## AIM OF THE EXERCISE
Each line from the one that contains "Where can you see the round" to the end of the material must be quoted exactly; include both end lines and nothing else.

------ EXERCISE INPUT ------

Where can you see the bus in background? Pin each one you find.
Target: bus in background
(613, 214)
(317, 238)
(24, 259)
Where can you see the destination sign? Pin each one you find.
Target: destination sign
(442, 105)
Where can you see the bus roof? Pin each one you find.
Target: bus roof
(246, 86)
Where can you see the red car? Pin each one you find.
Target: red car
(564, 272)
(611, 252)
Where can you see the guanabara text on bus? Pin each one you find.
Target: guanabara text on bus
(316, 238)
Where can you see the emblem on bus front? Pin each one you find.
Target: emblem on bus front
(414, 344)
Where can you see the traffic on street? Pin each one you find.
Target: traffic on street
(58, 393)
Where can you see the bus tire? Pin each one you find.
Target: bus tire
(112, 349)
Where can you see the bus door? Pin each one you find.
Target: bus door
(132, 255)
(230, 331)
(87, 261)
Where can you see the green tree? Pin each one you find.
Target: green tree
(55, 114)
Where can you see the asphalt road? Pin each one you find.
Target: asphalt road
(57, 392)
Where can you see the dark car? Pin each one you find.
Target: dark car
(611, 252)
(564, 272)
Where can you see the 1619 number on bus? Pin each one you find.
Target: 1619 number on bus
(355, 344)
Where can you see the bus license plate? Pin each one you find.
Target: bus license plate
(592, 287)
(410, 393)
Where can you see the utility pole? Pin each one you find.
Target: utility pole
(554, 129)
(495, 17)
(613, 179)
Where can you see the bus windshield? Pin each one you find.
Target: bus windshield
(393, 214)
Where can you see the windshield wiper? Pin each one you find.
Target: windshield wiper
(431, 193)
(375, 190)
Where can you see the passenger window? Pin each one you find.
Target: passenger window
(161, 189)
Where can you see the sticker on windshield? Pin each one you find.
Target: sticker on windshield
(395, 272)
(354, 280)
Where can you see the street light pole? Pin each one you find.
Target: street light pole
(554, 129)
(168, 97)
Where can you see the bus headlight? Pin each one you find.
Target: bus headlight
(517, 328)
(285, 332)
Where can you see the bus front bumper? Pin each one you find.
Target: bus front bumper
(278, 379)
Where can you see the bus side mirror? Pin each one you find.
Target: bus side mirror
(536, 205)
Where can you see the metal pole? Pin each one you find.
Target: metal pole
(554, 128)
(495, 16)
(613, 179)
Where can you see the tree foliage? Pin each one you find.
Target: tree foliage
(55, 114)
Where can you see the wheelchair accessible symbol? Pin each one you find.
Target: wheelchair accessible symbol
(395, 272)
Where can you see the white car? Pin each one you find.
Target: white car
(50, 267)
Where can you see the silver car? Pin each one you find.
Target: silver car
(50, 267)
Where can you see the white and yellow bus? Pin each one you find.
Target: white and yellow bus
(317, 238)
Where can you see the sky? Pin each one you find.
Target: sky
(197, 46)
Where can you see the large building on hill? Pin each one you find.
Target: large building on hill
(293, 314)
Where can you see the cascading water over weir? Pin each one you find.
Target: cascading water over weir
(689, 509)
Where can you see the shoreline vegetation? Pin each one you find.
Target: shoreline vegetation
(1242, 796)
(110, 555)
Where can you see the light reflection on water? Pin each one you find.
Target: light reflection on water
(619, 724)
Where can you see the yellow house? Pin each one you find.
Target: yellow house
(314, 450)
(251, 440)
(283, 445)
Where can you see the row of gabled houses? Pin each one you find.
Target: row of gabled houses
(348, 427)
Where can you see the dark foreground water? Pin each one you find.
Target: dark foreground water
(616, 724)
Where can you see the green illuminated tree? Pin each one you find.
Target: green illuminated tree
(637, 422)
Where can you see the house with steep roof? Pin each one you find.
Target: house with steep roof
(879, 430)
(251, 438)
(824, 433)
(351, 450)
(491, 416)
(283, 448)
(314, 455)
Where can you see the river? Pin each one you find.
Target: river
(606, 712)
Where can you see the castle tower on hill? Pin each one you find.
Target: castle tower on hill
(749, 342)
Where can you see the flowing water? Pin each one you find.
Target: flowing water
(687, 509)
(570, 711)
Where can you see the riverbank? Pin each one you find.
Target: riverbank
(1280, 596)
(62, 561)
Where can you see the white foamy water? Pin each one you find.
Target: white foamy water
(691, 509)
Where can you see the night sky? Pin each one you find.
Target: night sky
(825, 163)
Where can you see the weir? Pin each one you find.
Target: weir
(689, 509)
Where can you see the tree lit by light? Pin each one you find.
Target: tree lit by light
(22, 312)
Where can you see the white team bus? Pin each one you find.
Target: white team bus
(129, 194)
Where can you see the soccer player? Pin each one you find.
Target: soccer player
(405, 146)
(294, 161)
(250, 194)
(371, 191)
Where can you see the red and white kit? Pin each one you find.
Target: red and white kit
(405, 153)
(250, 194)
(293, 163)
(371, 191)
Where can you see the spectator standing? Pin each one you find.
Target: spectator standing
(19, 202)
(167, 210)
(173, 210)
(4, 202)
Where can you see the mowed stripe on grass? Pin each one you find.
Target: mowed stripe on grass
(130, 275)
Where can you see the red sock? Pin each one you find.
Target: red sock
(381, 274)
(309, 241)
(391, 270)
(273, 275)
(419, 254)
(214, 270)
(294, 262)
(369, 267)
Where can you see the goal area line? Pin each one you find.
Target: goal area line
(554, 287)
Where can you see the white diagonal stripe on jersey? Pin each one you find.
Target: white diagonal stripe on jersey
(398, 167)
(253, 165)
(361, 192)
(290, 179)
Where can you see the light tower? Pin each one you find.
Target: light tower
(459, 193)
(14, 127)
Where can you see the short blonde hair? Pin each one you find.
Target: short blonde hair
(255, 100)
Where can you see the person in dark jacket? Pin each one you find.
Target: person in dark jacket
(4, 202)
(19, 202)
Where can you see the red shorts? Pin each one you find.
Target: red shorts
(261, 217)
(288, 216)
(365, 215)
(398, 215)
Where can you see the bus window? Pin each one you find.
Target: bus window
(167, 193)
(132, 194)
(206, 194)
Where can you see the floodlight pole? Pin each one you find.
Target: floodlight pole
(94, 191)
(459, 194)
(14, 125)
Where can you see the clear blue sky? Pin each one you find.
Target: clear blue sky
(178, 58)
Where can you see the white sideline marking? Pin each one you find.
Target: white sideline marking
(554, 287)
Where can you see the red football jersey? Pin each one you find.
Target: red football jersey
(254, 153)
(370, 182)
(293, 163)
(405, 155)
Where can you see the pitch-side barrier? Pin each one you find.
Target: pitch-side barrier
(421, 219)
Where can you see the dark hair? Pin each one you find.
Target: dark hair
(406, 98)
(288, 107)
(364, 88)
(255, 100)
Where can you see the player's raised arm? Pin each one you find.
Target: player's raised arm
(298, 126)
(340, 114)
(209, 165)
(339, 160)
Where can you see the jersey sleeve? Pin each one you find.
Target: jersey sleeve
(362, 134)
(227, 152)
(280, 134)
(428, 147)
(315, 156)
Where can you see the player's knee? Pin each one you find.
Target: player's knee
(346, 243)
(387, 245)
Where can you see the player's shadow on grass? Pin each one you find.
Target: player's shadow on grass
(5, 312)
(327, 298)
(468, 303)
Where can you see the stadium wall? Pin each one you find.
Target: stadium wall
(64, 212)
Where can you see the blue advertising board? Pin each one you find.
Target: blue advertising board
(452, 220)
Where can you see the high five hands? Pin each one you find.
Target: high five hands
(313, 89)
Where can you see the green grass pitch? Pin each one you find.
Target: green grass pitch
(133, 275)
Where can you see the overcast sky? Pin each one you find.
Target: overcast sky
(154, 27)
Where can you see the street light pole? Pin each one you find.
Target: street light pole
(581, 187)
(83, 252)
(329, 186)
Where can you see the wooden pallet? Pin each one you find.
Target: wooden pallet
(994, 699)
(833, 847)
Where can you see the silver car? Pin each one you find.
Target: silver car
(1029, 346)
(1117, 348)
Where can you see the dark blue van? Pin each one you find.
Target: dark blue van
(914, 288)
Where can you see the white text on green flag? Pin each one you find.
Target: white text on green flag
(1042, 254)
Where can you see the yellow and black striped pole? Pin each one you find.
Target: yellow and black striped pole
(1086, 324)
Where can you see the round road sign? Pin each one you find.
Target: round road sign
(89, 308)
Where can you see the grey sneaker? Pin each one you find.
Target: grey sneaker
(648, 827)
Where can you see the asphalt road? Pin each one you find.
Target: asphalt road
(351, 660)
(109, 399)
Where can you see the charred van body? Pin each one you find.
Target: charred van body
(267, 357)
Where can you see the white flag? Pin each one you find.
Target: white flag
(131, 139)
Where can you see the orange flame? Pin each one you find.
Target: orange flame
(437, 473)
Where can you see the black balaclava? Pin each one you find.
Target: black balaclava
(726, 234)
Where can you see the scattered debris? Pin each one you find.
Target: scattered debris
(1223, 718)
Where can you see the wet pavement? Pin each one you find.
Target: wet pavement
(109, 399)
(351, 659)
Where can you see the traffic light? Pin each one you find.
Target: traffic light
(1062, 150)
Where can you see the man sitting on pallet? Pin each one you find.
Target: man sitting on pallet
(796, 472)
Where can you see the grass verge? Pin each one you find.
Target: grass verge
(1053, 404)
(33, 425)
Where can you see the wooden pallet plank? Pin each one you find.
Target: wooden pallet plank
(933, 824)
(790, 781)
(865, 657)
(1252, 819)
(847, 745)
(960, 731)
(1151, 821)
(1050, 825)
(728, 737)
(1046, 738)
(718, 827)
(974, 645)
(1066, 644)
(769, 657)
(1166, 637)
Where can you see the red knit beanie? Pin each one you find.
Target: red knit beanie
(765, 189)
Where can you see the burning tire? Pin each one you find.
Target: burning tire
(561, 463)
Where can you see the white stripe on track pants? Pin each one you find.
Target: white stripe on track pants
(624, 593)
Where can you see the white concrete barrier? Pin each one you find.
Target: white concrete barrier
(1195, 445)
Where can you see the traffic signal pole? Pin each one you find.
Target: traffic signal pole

------

## RESULT OF THE EXERCISE
Where can you see the round road sign? Pin each one you find.
Target: round road sign
(89, 308)
Where can you see the grey sneaker? Pin each one you find.
Target: grey sneaker
(648, 827)
Where can you see the asphalt road? Pin each one you find.
Target: asphalt road
(351, 660)
(109, 399)
Where can you see the charred van body? Pin each one you find.
Target: charred van body
(267, 357)
Where can you see the white flag? Pin each one you find.
Target: white flag
(131, 139)
Where can you see the orange flame? Pin each one you find.
Target: orange flame
(437, 473)
Where can you see the black balaclava? Pin each one you find.
Target: black balaclava
(726, 234)
Where can you see the scattered debris? Pin each one you find.
Target: scattered debris
(1223, 718)
Where can you see the wet pavement? Pin each one you find.
Target: wet pavement
(109, 399)
(351, 659)
Where can you see the traffic light? Pin each one you find.
Target: traffic light
(1062, 150)
Where can you see the man sitting on pallet? Pin each one you find.
Target: man sitting on pallet
(796, 472)
Where can you see the grass verge? Pin each one you find.
Target: grass verge
(1053, 404)
(33, 425)
Where can you see the wooden pallet plank? Pin each one you find.
Target: wooden pallet plank
(933, 824)
(790, 781)
(865, 657)
(1252, 819)
(847, 745)
(960, 731)
(1151, 821)
(1050, 825)
(728, 737)
(1046, 738)
(718, 827)
(974, 645)
(1066, 644)
(769, 657)
(1166, 637)
Where can you see the red knit beanie? Pin each one you find.
Target: red knit beanie
(765, 189)
Where can you see the burning tire? Pin each one you find.
Target: burning tire
(561, 463)
Where can you see the white stripe on track pants? Pin each one you find.
Target: white stripe on track pants
(624, 593)
Where can you see the white concrete barrier? Pin each one you find.
Target: white concrete barrier
(1195, 445)
Where can you see the traffic signal pole? Pin each one you find.
Target: traffic signal pole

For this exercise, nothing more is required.